-- start --
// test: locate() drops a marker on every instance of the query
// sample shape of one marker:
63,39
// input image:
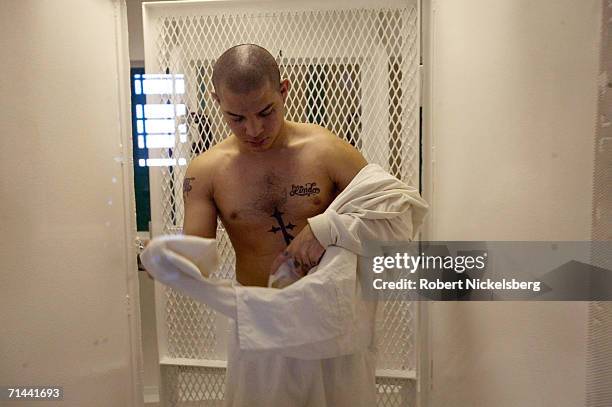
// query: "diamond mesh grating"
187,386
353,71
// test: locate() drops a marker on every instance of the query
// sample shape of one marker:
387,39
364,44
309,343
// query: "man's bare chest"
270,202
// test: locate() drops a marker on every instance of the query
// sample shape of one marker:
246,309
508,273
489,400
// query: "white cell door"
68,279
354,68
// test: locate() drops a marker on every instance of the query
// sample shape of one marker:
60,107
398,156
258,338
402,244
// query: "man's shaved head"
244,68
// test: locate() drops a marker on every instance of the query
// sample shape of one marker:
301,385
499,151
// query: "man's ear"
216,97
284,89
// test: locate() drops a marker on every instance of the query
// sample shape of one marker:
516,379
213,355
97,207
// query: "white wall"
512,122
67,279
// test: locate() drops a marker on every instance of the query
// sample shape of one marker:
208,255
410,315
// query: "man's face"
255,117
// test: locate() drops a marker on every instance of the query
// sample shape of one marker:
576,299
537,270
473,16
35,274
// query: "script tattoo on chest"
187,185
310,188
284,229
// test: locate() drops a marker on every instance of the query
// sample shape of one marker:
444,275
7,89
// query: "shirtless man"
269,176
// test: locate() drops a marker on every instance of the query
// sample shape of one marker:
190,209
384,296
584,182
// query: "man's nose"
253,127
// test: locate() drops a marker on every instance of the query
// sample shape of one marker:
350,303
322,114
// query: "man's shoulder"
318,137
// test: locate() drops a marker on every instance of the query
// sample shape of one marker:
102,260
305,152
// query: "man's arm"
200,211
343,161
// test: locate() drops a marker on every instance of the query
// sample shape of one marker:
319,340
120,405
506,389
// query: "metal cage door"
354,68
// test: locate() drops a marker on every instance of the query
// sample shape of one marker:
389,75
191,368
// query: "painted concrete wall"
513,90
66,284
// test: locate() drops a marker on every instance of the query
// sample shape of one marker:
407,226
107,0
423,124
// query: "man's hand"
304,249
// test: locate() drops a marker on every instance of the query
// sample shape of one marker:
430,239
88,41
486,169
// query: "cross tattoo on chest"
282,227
-- end --
-- start --
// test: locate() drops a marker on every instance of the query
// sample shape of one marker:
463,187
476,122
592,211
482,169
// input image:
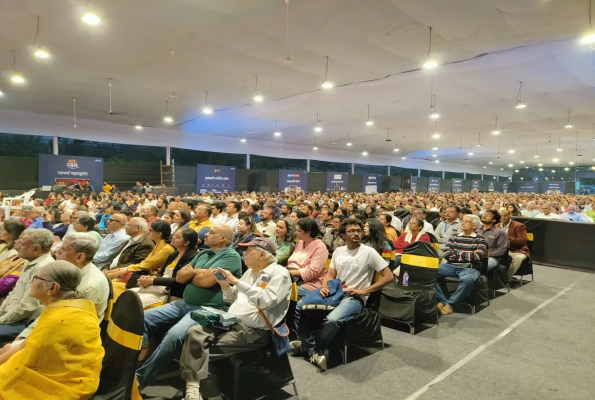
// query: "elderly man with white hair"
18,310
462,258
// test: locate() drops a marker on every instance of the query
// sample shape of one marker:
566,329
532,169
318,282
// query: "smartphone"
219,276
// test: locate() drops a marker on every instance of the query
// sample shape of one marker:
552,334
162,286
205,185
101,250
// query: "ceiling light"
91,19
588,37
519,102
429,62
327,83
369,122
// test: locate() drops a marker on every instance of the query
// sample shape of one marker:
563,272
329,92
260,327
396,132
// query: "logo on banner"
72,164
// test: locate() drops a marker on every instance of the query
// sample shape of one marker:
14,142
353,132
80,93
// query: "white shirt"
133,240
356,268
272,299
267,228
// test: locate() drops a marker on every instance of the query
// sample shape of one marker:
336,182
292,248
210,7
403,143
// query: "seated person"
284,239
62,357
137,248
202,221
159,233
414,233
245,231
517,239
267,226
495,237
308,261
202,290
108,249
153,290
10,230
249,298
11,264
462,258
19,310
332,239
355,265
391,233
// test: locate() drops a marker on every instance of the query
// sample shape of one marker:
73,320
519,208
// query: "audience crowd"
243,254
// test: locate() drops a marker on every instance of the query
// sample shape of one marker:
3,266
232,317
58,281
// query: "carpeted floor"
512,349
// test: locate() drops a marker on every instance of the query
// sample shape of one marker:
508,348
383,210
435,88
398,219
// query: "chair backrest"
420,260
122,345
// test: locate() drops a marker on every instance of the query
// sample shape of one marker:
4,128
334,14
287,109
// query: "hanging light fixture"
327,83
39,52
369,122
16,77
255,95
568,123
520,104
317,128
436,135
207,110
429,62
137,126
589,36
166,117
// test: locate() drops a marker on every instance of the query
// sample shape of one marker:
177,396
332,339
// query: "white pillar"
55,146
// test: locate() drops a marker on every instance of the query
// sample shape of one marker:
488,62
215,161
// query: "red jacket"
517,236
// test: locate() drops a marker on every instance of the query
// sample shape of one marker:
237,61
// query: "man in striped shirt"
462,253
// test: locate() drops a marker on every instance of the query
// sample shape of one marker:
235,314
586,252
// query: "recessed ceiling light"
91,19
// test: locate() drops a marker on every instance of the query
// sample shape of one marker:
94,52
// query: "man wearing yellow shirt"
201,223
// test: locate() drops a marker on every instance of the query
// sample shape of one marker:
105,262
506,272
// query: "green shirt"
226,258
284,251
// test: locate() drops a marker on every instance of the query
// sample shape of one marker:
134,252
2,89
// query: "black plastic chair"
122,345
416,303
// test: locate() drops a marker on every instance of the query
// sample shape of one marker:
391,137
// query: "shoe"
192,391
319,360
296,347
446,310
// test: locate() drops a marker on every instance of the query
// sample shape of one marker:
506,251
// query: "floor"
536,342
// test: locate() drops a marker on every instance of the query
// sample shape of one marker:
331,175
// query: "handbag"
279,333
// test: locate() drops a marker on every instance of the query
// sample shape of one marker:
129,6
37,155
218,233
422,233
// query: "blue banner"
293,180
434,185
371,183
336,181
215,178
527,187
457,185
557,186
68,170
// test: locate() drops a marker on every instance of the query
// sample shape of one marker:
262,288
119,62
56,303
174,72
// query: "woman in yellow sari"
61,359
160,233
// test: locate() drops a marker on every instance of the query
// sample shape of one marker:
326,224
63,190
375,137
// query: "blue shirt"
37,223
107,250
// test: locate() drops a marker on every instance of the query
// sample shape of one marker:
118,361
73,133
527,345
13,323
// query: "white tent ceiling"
-- end --
-- start --
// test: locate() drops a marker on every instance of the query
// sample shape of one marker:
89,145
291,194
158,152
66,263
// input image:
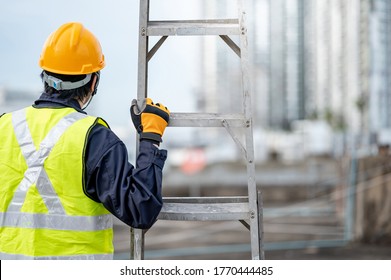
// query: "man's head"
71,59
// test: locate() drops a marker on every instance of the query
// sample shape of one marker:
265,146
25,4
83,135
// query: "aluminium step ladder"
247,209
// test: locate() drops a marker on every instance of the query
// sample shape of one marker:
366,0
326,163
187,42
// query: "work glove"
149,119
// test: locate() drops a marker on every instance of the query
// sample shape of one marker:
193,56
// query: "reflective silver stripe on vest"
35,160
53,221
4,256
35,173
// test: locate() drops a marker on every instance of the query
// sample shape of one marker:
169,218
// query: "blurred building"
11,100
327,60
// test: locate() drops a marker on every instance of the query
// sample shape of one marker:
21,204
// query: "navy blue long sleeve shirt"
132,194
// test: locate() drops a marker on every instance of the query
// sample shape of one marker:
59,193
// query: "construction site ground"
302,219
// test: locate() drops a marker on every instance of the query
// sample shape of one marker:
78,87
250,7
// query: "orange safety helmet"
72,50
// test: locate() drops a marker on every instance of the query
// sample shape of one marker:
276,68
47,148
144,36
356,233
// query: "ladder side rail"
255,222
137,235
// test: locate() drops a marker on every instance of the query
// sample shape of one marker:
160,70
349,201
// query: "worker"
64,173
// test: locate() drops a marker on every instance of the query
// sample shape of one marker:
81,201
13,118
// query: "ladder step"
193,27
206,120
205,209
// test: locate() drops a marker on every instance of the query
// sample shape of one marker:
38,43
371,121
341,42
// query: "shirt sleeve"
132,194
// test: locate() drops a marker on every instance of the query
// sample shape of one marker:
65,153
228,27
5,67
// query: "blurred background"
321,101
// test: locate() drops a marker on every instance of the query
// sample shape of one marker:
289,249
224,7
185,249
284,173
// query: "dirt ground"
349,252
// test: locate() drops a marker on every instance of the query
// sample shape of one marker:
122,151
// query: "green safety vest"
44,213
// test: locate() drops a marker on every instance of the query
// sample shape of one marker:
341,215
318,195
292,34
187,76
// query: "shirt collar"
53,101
-- end --
◆ The problem: Report every line of the records above that contains the string "ceiling". Case counts, so match capital and lowercase letters as given.

◆ Task response:
// query: "ceiling light"
// query: "recessed ceiling light"
// query: "white tent ceiling"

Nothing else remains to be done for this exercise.